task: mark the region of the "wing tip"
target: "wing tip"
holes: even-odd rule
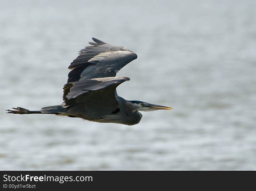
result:
[[[107,43],[103,42],[103,41],[102,41],[100,40],[99,40],[98,39],[97,39],[95,38],[94,38],[93,37],[92,38],[94,42],[95,42],[98,44],[107,44]]]

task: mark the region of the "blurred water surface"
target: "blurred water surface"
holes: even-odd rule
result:
[[[255,1],[5,1],[0,169],[256,170]],[[118,94],[171,107],[131,126],[7,114],[62,103],[94,37],[138,58]]]

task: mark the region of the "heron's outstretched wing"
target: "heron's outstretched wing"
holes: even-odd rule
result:
[[[104,42],[95,38],[92,45],[81,50],[68,67],[67,83],[88,79],[114,77],[128,63],[137,58],[127,48]]]
[[[119,108],[115,95],[116,88],[129,80],[127,77],[109,77],[68,83],[63,88],[63,105],[68,107],[84,103],[85,109],[111,114]]]

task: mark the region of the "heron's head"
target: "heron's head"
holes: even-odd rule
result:
[[[155,111],[158,110],[171,110],[168,107],[151,104],[141,101],[129,101],[131,103],[135,110],[143,111]]]

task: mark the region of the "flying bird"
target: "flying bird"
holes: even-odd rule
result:
[[[116,75],[137,55],[125,47],[94,38],[93,40],[94,42],[89,42],[90,46],[81,50],[68,67],[71,71],[63,88],[62,104],[42,108],[40,111],[13,108],[14,110],[7,110],[7,112],[53,114],[132,125],[141,121],[142,115],[139,111],[172,109],[141,101],[129,101],[119,96],[116,87],[130,79]]]

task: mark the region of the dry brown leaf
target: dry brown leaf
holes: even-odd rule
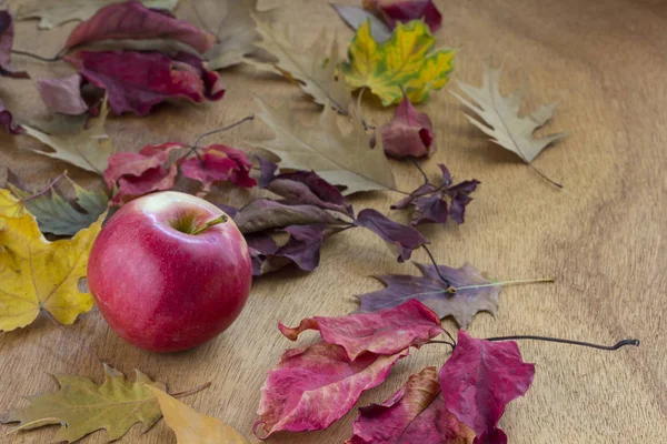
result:
[[[556,103],[541,105],[534,113],[519,117],[522,91],[519,90],[507,97],[500,94],[500,68],[492,68],[490,63],[485,63],[482,79],[481,88],[457,82],[458,88],[477,104],[456,92],[451,94],[484,120],[486,124],[466,114],[470,123],[489,135],[492,142],[514,152],[524,162],[530,163],[550,143],[567,135],[559,132],[535,139],[532,133],[551,119]]]
[[[345,134],[336,113],[325,104],[317,124],[307,127],[296,120],[290,103],[283,102],[276,109],[259,98],[255,100],[261,108],[257,117],[273,130],[276,138],[249,143],[278,155],[281,168],[315,171],[331,184],[347,186],[345,194],[396,188],[381,141],[369,149],[369,138],[358,122]]]
[[[299,51],[295,48],[296,39],[290,34],[290,29],[283,24],[270,24],[258,20],[257,31],[262,38],[256,43],[257,47],[278,61],[249,61],[250,64],[298,80],[301,89],[312,95],[317,103],[323,105],[329,102],[336,111],[347,114],[351,100],[350,91],[345,81],[336,75],[339,60],[336,39],[329,43],[322,29],[310,48]]]
[[[217,417],[202,415],[156,387],[148,389],[157,396],[178,444],[248,444],[239,432]]]
[[[102,174],[107,169],[109,155],[113,154],[111,140],[104,132],[104,122],[109,108],[107,101],[102,103],[100,115],[90,124],[81,128],[79,132],[63,132],[47,134],[30,125],[23,124],[26,134],[51,147],[54,151],[31,150],[36,153],[59,159],[72,165]]]
[[[68,21],[87,20],[100,8],[125,0],[21,0],[18,3],[17,20],[40,18],[41,29],[51,29]],[[176,8],[178,0],[141,0],[148,8]]]

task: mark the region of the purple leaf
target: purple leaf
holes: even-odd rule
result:
[[[428,240],[412,226],[394,222],[374,209],[361,210],[355,225],[364,226],[379,235],[396,254],[398,262],[410,259],[414,250],[428,243]]]
[[[451,357],[439,374],[447,408],[475,431],[475,444],[506,444],[498,421],[505,405],[524,396],[535,364],[525,363],[516,342],[489,342],[460,330]]]
[[[0,11],[0,75],[14,79],[28,79],[26,71],[17,71],[11,65],[11,49],[13,47],[13,19],[9,11]]]
[[[4,108],[4,102],[0,100],[0,127],[4,128],[11,134],[22,134],[23,128],[13,121],[11,111]]]
[[[444,282],[431,264],[416,264],[422,276],[387,274],[376,276],[387,285],[385,289],[357,296],[359,309],[355,313],[370,313],[400,305],[416,299],[438,316],[452,316],[461,327],[467,327],[472,316],[486,311],[496,315],[500,284],[488,279],[477,269],[466,263],[460,269],[439,265]],[[484,286],[486,285],[486,286]],[[451,289],[456,289],[451,293]]]
[[[81,75],[79,74],[39,79],[37,89],[51,112],[80,115],[88,111],[88,105],[81,97]]]

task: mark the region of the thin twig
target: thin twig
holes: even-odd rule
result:
[[[486,340],[487,341],[520,341],[520,340],[546,341],[546,342],[557,342],[560,344],[580,345],[580,346],[587,346],[590,349],[608,350],[608,351],[618,350],[626,345],[639,346],[639,340],[623,340],[623,341],[617,342],[614,345],[600,345],[600,344],[594,344],[590,342],[561,340],[559,337],[535,336],[535,335],[497,336],[497,337],[487,337]]]

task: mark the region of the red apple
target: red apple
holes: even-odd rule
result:
[[[166,191],[122,206],[96,239],[88,285],[111,330],[151,352],[223,332],[250,293],[243,235],[216,205]]]

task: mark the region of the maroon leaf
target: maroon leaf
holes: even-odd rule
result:
[[[200,103],[225,94],[218,74],[185,52],[171,59],[151,51],[80,51],[66,60],[90,83],[107,90],[116,114],[130,111],[146,115],[168,99]]]
[[[470,444],[475,433],[445,406],[436,367],[414,374],[382,404],[359,407],[346,444]]]
[[[505,444],[498,428],[505,406],[524,396],[535,364],[525,363],[516,342],[489,342],[460,330],[451,357],[439,374],[447,408],[477,433],[476,444]]]
[[[466,205],[472,201],[470,193],[477,189],[479,181],[469,180],[451,185],[451,174],[447,167],[442,163],[438,165],[442,172],[439,186],[430,183],[424,183],[412,191],[410,195],[401,199],[394,205],[392,210],[402,210],[408,206],[414,206],[411,225],[420,225],[422,223],[440,223],[447,222],[448,216],[461,224],[465,222]],[[449,206],[447,199],[450,200]]]
[[[416,264],[424,274],[387,274],[376,279],[386,289],[357,296],[359,309],[355,313],[370,313],[399,305],[416,299],[435,311],[438,316],[454,316],[461,327],[467,327],[472,316],[486,311],[496,314],[500,284],[489,280],[477,269],[466,263],[460,269],[439,265],[444,282],[431,264]],[[455,293],[451,293],[456,289]]]
[[[4,128],[11,134],[22,134],[23,128],[13,121],[11,111],[4,108],[4,102],[0,100],[0,127]]]
[[[9,11],[0,11],[0,75],[28,79],[26,71],[17,71],[11,65],[13,47],[13,19]]]
[[[430,118],[417,112],[405,94],[394,119],[380,128],[380,133],[385,152],[395,158],[428,158],[437,151]]]
[[[398,262],[410,259],[415,249],[428,243],[428,240],[414,228],[394,222],[374,209],[361,210],[355,225],[364,226],[379,235],[397,255]]]
[[[81,75],[79,74],[39,79],[37,89],[51,112],[79,115],[88,111],[88,105],[81,97]]]
[[[323,342],[286,351],[262,387],[255,434],[263,440],[278,431],[327,428],[407,355],[365,353],[350,362],[344,347]]]
[[[306,330],[319,330],[325,342],[342,346],[352,361],[367,352],[396,354],[442,333],[438,315],[418,301],[377,313],[307,317],[297,327],[280,323],[278,329],[290,341]]]
[[[180,169],[186,178],[201,182],[201,193],[209,192],[215,182],[222,181],[243,188],[257,185],[250,178],[252,163],[246,153],[226,145],[205,148],[199,157],[185,160]]]
[[[424,19],[431,32],[440,29],[442,16],[432,0],[364,0],[364,8],[379,11],[389,28],[396,22]]]
[[[176,19],[169,12],[148,9],[138,0],[112,3],[79,23],[64,48],[101,40],[171,39],[186,43],[200,53],[212,48],[216,37]]]
[[[169,154],[180,150],[180,143],[143,147],[139,153],[116,153],[109,158],[104,181],[118,186],[111,203],[121,205],[140,195],[173,188],[176,164],[168,165]]]

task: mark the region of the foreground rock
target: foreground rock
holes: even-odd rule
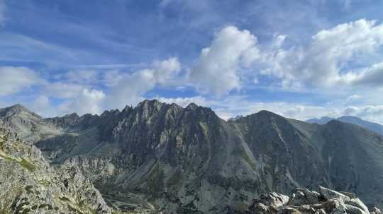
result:
[[[0,213],[110,214],[99,192],[75,167],[54,170],[40,151],[0,121]]]
[[[319,186],[319,193],[297,188],[290,197],[274,192],[254,198],[246,214],[380,214],[373,208],[371,212],[356,196]]]
[[[262,111],[226,121],[209,108],[157,100],[55,118],[15,105],[0,109],[0,119],[51,165],[81,171],[119,211],[243,212],[262,193],[319,185],[383,207],[383,136],[338,121]]]

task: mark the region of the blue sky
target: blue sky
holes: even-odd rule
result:
[[[383,123],[382,1],[0,0],[0,107],[157,98]]]

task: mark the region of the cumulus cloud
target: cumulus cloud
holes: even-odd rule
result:
[[[382,44],[383,25],[361,19],[319,31],[306,47],[263,53],[267,66],[262,73],[282,79],[284,88],[328,88],[371,83],[367,78],[374,77],[377,71],[360,73],[350,71],[348,66],[350,61],[357,61],[376,53]]]
[[[155,62],[150,69],[133,73],[109,72],[104,76],[104,81],[111,86],[111,90],[106,105],[112,108],[122,108],[126,105],[135,105],[156,85],[173,86],[180,69],[178,59],[170,58]]]
[[[349,106],[343,110],[343,114],[383,124],[383,105]]]
[[[98,74],[95,70],[76,70],[68,71],[64,78],[70,83],[89,84],[98,81]]]
[[[166,102],[169,104],[175,103],[181,107],[185,107],[190,103],[193,102],[197,105],[205,106],[206,105],[206,100],[205,97],[201,96],[196,96],[192,97],[155,97],[160,102]]]
[[[57,107],[61,114],[77,112],[82,115],[87,113],[100,114],[103,110],[105,93],[95,89],[84,89],[72,100],[69,100]]]
[[[84,89],[85,87],[83,85],[55,82],[45,84],[43,91],[50,97],[70,99],[77,97]]]
[[[240,70],[259,58],[257,38],[248,30],[228,26],[218,32],[204,48],[189,81],[202,93],[218,96],[240,88]]]
[[[173,85],[177,76],[181,71],[181,64],[175,57],[156,61],[154,65],[154,76],[160,85]]]
[[[25,67],[0,67],[0,96],[16,94],[42,83],[36,73]]]

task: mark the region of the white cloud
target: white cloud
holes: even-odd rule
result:
[[[350,61],[364,62],[382,44],[383,25],[361,19],[318,32],[306,47],[262,53],[262,72],[281,78],[284,88],[347,86],[373,73],[350,71]]]
[[[178,59],[170,58],[162,61],[156,61],[154,65],[154,76],[160,85],[173,85],[177,76],[181,71],[181,64]]]
[[[98,74],[99,72],[95,70],[75,70],[68,71],[64,77],[70,83],[94,84],[98,81]]]
[[[240,70],[260,57],[257,38],[248,30],[228,26],[220,30],[209,47],[202,49],[189,81],[201,93],[218,96],[240,88]]]
[[[284,40],[287,36],[285,35],[276,35],[274,36],[274,40],[272,41],[272,47],[279,48],[283,45]]]
[[[60,114],[77,112],[82,115],[87,113],[100,114],[106,95],[103,91],[84,89],[77,97],[69,100],[57,107]]]
[[[143,99],[143,95],[156,85],[174,86],[181,65],[177,58],[156,61],[152,68],[125,73],[108,72],[104,82],[111,86],[106,105],[109,108],[123,108],[126,105],[134,105]]]
[[[160,102],[166,102],[169,104],[175,103],[181,107],[185,107],[190,103],[193,102],[197,105],[205,106],[206,105],[206,100],[204,97],[196,96],[192,97],[155,97]]]
[[[383,105],[350,106],[343,110],[343,114],[356,116],[383,124]]]
[[[78,96],[84,85],[62,82],[50,83],[44,85],[43,91],[50,97],[70,99]]]
[[[143,95],[156,84],[152,70],[142,70],[133,74],[121,74],[118,82],[111,88],[106,105],[122,109],[126,105],[135,105]]]
[[[48,97],[40,95],[31,103],[27,103],[26,106],[35,113],[45,117],[52,117],[57,115],[57,109],[52,105]]]
[[[32,69],[25,67],[0,67],[0,96],[16,94],[42,82]]]

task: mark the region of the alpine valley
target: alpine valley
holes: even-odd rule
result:
[[[16,105],[0,109],[0,126],[1,214],[383,207],[383,136],[340,120],[261,111],[226,121],[209,108],[155,100],[55,118]]]

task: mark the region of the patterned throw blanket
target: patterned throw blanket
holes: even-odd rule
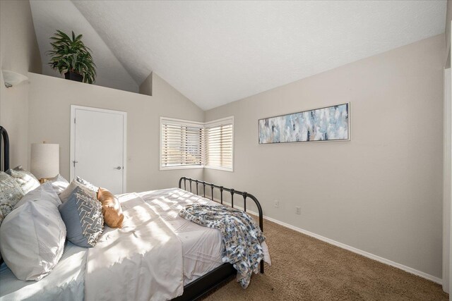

********

**Stated goal**
Turn the stretch of the records from the line containing "task: mark the region of the foreground rock" through the line containing "[[[383,123],[382,1],[0,0],[0,107],[157,98]]]" into a Markdown table with the columns "No." and "Line", numbering each row and skipping blank lines. Leave the pictures out.

**The result**
| No. | Line |
|---|---|
| 1 | task: mark the region of the foreground rock |
| 2 | target: foreground rock |
| 3 | holes: even-odd rule |
| 4 | result: |
| 5 | [[[0,213],[110,214],[99,192],[75,167],[54,170],[40,151],[0,121]]] |
| 6 | [[[319,186],[319,193],[297,188],[290,197],[274,192],[254,198],[246,214],[380,214],[373,208],[371,212],[356,196]]] |
| 7 | [[[262,111],[226,121],[209,108],[157,100],[55,118],[15,105],[0,109],[0,119],[51,165],[81,171],[119,211],[243,212],[262,193],[319,185],[383,207],[383,136],[338,121]]] |
| 8 | task: mark the region of the blue sky |
| 9 | target: blue sky |
| 10 | holes: even-odd rule |
| 11 | result: |
| 12 | [[[383,123],[382,1],[0,0],[0,107],[157,98]]] |